Stored items from a collection:
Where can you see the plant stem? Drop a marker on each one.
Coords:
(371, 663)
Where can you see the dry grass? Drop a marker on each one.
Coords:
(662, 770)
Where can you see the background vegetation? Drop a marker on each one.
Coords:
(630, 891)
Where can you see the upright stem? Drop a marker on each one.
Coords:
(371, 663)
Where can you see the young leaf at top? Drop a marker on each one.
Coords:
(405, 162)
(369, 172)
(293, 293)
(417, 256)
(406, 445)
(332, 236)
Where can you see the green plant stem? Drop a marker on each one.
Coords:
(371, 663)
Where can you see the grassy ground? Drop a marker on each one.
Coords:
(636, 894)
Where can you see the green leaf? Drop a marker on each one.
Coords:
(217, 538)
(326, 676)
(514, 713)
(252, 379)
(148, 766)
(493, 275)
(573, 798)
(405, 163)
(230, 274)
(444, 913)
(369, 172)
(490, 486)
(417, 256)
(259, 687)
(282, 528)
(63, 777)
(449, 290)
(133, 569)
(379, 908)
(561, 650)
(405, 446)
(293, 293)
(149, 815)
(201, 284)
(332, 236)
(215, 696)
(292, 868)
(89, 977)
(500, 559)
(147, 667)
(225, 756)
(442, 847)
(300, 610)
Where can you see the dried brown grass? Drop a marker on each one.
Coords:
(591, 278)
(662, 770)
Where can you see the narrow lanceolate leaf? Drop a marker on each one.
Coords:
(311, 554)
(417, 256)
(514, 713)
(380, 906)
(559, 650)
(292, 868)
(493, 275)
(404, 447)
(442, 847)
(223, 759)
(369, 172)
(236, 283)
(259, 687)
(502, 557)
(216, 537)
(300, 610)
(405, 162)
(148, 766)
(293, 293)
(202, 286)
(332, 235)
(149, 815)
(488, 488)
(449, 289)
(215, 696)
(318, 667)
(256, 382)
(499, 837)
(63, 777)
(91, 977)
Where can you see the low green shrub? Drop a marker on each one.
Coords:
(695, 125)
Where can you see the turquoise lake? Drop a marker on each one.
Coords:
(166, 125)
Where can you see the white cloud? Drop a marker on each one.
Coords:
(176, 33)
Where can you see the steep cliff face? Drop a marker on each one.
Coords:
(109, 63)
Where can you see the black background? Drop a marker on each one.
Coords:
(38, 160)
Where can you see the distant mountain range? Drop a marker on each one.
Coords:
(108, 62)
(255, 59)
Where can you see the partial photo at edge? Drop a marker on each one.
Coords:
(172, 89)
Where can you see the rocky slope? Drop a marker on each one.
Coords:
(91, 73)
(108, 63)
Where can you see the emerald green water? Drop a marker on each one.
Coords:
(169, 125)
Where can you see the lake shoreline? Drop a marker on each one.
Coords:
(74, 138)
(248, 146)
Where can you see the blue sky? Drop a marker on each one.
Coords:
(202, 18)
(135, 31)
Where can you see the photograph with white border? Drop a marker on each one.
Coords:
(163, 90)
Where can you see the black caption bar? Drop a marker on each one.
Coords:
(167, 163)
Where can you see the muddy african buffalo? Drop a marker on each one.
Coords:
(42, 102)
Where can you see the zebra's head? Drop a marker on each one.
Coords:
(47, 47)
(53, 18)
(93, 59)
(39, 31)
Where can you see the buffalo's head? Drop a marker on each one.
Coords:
==
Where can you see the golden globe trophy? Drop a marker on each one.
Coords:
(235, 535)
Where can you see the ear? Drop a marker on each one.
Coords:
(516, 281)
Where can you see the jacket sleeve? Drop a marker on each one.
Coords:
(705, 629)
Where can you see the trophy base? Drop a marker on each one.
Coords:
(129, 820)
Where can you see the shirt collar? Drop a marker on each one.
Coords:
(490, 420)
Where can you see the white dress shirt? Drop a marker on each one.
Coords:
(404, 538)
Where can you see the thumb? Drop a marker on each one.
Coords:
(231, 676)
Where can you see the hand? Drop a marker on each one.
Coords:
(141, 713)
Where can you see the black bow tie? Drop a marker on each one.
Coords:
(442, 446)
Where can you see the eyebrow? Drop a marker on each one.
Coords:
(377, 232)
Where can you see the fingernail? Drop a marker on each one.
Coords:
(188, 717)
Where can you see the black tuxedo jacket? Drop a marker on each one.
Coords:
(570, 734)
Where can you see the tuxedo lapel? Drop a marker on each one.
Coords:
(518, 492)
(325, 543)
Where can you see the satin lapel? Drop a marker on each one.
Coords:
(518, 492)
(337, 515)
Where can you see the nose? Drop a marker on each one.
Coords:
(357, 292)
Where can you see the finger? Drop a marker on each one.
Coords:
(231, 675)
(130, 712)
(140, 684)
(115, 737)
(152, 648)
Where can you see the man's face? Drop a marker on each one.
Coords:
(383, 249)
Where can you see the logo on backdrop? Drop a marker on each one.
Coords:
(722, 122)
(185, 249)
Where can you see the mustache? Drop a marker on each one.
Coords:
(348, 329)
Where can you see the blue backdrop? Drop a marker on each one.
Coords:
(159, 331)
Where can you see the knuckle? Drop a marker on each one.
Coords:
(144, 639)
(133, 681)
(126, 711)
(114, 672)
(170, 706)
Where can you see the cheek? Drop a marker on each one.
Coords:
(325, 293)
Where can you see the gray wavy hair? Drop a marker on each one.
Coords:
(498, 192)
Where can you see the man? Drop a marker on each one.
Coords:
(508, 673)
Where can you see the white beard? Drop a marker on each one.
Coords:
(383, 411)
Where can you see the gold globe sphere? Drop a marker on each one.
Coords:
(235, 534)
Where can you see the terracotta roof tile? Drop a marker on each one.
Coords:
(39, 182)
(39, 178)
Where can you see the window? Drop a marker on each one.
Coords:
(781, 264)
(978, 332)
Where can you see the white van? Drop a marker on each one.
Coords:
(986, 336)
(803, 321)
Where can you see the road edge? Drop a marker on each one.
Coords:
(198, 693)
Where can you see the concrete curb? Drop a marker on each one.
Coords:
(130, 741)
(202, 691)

• **TASK PROMPT**
What is needed is every line of the records above that contains the word "trophy".

• **REPLY TO THE EXERCISE**
Where can you see the golden globe trophy? Drop a marker on each one.
Where can you see the trophy base? Drop a marker on each one.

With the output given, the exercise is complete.